## begin
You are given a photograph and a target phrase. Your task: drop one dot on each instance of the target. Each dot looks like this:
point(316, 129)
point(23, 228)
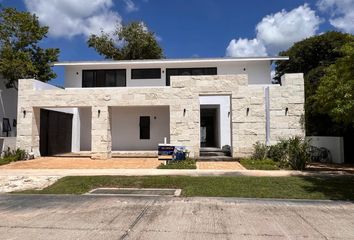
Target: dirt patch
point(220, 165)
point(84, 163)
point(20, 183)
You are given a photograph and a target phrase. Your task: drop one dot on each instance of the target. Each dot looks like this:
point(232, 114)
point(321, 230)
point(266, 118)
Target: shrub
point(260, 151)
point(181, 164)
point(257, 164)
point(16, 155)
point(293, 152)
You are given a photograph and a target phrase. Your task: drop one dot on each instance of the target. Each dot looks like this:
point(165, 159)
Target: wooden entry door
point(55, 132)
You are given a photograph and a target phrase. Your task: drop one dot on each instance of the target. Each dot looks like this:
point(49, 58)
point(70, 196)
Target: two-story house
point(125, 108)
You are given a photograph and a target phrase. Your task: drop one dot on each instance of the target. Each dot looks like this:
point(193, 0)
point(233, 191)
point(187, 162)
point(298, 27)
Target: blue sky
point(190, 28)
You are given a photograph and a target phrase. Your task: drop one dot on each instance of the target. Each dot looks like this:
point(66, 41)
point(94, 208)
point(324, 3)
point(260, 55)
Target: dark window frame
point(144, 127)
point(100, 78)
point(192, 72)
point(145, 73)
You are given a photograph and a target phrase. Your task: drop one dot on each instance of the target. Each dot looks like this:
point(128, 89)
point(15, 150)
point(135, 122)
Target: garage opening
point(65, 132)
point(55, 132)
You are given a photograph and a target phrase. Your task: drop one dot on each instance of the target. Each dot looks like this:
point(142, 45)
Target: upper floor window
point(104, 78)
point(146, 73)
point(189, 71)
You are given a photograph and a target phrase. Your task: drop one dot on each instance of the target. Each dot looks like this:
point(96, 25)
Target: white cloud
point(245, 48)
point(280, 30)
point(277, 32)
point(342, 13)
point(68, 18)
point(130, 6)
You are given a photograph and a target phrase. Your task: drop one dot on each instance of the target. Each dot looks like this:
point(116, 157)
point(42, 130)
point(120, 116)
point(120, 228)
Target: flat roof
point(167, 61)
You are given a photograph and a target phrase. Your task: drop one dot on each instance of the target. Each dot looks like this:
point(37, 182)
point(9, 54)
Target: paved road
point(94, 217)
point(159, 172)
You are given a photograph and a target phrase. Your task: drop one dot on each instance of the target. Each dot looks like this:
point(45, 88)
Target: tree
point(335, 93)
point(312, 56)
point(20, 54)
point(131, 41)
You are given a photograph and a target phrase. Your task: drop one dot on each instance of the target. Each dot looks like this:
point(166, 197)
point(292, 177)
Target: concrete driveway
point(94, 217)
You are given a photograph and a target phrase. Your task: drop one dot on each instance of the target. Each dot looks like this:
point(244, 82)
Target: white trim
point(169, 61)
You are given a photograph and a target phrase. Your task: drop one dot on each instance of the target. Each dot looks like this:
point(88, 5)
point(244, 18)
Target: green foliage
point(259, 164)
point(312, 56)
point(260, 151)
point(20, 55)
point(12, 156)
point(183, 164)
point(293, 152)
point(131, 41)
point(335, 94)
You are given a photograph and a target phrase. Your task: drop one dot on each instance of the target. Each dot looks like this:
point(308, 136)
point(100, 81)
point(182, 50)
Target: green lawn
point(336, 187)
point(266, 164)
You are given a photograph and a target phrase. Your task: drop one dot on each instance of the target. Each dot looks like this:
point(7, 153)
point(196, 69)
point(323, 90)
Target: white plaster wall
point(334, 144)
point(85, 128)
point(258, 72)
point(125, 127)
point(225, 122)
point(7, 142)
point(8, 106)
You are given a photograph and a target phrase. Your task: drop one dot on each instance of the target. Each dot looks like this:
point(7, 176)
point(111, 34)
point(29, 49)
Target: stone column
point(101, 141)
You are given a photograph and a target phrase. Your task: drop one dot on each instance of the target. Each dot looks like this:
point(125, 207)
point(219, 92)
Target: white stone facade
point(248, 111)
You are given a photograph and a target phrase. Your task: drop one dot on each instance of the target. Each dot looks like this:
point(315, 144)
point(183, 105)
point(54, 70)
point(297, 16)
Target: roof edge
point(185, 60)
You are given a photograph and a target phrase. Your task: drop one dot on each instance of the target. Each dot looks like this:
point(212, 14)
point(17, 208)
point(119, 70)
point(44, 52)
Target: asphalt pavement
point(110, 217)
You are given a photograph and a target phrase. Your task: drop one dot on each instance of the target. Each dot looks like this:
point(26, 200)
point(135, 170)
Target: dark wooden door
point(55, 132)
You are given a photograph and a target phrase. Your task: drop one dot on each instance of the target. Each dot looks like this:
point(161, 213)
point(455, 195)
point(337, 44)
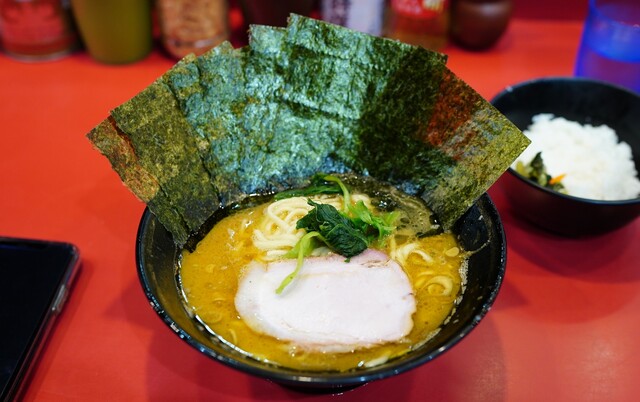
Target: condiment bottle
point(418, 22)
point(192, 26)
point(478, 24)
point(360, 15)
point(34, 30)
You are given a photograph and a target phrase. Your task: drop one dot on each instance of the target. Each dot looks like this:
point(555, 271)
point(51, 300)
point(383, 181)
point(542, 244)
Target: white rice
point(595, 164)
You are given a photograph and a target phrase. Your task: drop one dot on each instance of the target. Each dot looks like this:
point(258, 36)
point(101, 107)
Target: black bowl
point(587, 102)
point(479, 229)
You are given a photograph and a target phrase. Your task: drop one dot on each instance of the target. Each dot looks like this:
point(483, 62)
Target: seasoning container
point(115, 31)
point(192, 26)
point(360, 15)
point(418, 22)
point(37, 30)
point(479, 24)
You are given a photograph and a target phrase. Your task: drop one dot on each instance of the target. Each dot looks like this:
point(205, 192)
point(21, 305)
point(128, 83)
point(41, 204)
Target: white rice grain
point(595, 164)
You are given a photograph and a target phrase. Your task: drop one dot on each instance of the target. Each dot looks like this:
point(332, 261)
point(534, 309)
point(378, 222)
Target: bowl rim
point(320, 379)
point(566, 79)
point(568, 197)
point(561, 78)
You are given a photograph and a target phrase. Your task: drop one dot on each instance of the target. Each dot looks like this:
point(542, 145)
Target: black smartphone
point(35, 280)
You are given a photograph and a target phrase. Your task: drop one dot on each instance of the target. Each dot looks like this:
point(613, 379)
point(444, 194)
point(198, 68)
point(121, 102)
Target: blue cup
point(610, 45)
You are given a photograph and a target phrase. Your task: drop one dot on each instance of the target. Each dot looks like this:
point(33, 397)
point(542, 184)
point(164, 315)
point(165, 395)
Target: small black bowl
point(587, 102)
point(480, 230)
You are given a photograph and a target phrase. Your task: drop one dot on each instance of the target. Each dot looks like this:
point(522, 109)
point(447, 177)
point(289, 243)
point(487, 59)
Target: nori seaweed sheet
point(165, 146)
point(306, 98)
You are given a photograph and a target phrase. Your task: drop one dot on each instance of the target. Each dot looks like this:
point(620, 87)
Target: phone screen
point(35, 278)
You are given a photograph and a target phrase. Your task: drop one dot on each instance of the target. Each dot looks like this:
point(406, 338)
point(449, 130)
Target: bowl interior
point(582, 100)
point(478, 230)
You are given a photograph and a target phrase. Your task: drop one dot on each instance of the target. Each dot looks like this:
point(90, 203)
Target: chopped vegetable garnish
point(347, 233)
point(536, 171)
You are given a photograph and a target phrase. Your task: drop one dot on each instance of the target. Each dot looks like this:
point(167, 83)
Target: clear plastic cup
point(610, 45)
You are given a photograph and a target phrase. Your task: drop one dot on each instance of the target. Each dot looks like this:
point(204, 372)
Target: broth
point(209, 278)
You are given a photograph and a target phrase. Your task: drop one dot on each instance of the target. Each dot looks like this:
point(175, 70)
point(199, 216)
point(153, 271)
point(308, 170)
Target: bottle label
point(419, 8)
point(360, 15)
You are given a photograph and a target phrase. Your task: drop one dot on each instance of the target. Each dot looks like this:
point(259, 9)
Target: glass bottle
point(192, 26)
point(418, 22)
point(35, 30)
## end
## begin
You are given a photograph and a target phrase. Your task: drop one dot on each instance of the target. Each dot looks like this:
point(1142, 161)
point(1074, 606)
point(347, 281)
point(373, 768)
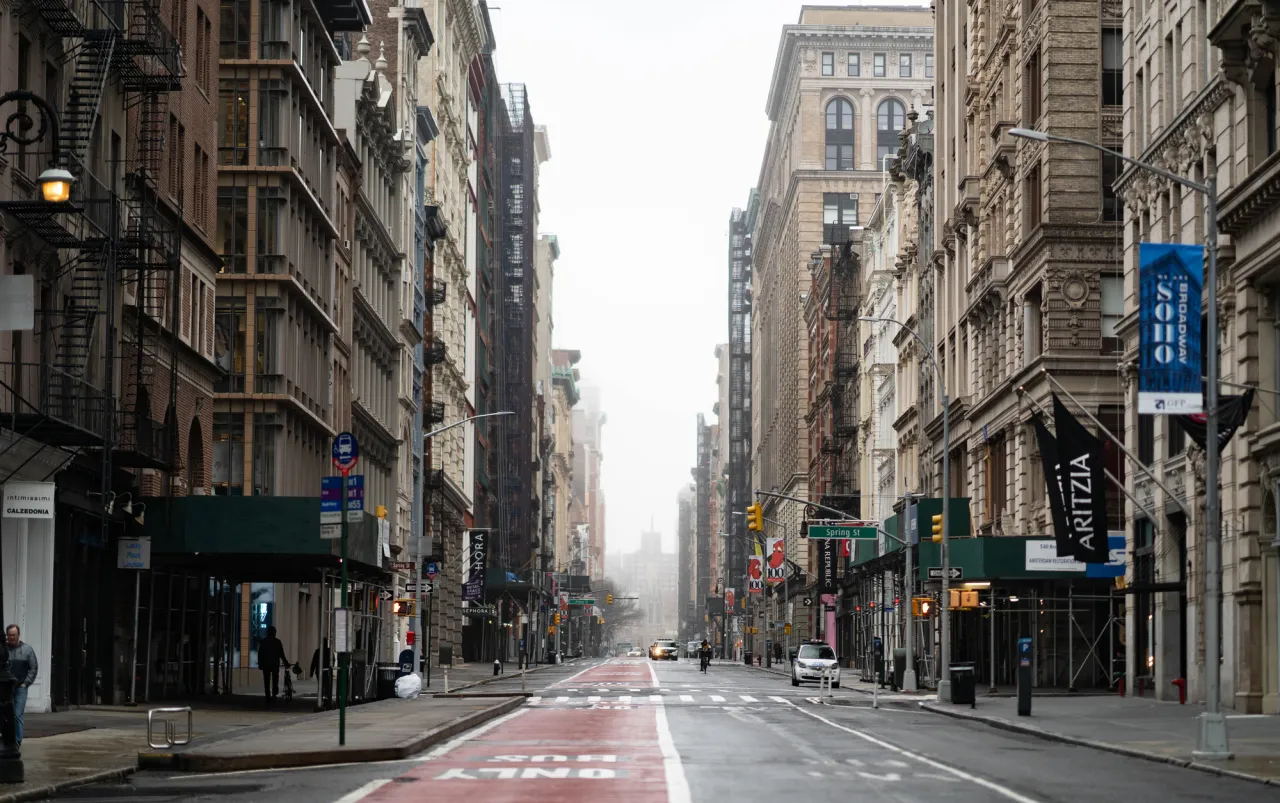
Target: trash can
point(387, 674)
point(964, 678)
## end
**WORK TO BE COMPLETED:**
Identify and copy every line in the listing that contains the word "rice".

**THE ANSWER:**
Target: white rice
Target: white rice grain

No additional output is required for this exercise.